# SELECTION
-- -- --

Always follow the money.

A. Rieber
Staff Writer
 

I have been finishing up the information card that will be attached to our “All Natural” shirt. On the card, I want to give everyone some alternatives to using chemical-based products, both in the house and outside. I found that many popular chemical cleaners can be changed out with natural products that are plant-based with essential oils.

Baking soda was mentioned everywhere. It made me wonder what baking soda really is, besides being sodium bicarbonate. I read in numerous books that baking soda is a great cleaner and is a natural way to cut grease. In fact there are books written about baking soda and all the wonderful things that it can do.  You can google “baking soda uses”, you will receive over seven million hits from all different sources claiming different uses for baking soda.

The more I read about the positives and countless uses, the more I wondered how baking soda is actually created. I read here and there that it was found naturally. I also read that it is chemically created. I began to think about how abundant this common household product is in America which made me want to find out where exactly we get it from.

According to the University of Wisconsin extension service, baking soda is derived one of two ways.  It can be manufactured by passing carbon dioxide and ammonium through table salt. The byproduct is sodium bicarbonate, or baking soda. It can also be mined in the form of trona. Read the whole article HERE.

Trona is a sodium carbonate baring compound. About 30 – 50 million years ago, some volcanoes erupted in Wyoming covering a lake that was in the process of drying up. Today we mine the mineral and ash deposits that are collected in Wyoming in the form of trona roughly 800 to 2000 feet under the earth’s surface.

-- -- --

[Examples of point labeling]
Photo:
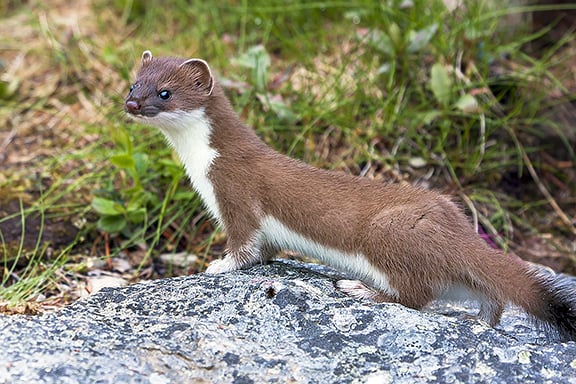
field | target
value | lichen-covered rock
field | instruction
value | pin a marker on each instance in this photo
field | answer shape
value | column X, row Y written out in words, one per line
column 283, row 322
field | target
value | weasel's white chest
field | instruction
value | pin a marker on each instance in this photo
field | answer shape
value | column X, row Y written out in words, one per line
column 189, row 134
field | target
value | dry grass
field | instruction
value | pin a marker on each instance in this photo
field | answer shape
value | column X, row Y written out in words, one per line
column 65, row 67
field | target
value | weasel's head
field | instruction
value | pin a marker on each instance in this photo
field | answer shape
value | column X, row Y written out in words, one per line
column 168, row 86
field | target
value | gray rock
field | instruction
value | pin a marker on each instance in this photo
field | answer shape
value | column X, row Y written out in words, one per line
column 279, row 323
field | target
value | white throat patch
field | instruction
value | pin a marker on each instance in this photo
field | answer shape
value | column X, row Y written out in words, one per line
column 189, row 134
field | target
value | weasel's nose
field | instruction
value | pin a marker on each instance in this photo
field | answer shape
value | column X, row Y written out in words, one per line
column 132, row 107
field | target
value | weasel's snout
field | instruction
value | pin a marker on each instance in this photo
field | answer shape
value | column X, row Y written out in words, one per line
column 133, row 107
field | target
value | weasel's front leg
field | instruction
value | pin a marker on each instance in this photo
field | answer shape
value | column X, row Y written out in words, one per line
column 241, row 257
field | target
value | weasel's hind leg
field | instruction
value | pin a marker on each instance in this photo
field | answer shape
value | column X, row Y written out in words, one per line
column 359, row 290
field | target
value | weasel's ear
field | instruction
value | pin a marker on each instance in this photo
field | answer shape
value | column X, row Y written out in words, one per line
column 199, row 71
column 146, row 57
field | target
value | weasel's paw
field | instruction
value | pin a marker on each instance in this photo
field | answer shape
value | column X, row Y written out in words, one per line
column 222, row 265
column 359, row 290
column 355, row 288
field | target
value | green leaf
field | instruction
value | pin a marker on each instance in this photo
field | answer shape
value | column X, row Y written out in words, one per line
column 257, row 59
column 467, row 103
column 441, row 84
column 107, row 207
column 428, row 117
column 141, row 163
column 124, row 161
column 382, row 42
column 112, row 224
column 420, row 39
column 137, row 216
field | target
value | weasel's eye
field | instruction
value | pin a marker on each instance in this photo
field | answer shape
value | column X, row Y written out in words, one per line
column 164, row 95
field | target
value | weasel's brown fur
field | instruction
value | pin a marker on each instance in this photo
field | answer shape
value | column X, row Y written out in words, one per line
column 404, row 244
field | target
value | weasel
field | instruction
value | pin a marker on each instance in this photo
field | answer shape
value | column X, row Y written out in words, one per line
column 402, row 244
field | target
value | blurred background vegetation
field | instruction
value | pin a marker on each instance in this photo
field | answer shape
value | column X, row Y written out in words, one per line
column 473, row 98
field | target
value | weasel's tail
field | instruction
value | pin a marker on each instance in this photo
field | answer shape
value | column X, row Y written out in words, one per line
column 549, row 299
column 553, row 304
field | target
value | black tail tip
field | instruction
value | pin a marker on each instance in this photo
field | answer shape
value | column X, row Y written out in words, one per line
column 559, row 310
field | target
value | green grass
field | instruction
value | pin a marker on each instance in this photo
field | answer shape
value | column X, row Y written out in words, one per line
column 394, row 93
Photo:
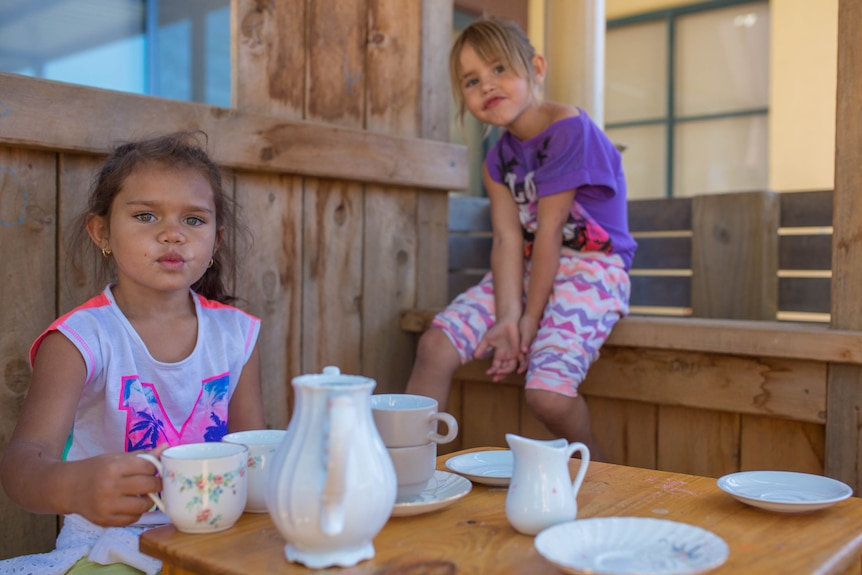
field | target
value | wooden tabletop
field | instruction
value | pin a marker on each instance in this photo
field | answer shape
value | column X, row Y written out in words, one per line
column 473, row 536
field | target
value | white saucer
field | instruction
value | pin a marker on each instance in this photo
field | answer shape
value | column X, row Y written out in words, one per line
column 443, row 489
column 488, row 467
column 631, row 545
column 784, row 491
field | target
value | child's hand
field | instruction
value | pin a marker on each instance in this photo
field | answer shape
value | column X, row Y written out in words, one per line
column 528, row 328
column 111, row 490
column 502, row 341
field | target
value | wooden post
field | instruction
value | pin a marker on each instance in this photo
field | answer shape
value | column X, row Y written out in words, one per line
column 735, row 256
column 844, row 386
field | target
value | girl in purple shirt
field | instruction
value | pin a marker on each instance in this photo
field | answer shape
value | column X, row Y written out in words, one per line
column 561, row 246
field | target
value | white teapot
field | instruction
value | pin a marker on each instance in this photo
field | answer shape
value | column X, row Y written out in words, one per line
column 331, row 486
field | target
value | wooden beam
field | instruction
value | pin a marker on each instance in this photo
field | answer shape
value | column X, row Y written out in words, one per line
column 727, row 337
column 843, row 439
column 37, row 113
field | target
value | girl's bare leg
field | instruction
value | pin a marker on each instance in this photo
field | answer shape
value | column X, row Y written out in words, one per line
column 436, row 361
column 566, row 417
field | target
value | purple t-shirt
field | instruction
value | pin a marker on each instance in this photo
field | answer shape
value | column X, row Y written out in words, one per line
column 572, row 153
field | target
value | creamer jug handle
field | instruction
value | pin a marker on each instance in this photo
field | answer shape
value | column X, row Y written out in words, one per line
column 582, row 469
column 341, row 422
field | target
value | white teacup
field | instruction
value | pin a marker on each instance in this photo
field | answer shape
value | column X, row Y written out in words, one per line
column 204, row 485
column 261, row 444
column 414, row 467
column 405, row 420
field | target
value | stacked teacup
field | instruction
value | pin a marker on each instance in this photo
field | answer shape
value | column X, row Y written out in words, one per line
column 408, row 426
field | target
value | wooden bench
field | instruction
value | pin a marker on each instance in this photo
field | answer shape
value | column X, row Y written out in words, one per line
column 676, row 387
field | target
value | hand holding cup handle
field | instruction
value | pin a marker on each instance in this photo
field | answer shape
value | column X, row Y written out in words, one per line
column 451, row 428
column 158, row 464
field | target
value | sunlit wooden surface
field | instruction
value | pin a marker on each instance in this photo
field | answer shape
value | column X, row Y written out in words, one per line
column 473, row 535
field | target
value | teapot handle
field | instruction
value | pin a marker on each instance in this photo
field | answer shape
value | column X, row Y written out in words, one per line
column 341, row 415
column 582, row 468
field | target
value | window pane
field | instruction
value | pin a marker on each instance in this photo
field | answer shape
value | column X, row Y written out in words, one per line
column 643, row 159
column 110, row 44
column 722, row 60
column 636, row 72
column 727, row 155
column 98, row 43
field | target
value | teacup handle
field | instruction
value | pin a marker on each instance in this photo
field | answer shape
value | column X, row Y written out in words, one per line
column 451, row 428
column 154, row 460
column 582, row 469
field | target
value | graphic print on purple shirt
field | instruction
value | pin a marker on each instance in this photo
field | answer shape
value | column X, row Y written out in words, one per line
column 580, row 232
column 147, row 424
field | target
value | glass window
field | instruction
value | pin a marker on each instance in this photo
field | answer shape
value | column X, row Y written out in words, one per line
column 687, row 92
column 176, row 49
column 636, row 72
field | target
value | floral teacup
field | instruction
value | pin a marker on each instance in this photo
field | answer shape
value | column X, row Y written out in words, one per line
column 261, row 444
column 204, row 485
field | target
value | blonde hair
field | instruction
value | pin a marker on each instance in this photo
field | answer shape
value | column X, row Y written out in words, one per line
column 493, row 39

-- -- --

# WHAT YOU WILL DO
1 - Transcribe the baking soda piece, starting with "Trona is a sodium" and going on through "the earth’s surface.".
2 - Translate this sentence from the baking soda piece into Spanish: "Baking soda was mentioned everywhere."
The rows have nothing to do with the baking soda piece.

# COMPLETE ANSWERS
1 -
Trona is a sodium carbonate baring compound. About 30 – 50 million years ago, some volcanoes erupted in Wyoming covering a lake that was in the process of drying up. Today we mine the mineral and ash deposits that are collected in Wyoming in the form of trona roughly 800 to 2000 feet under the earth’s surface.

2 - El bicarbonato de sodio se mencionaba en todas partes.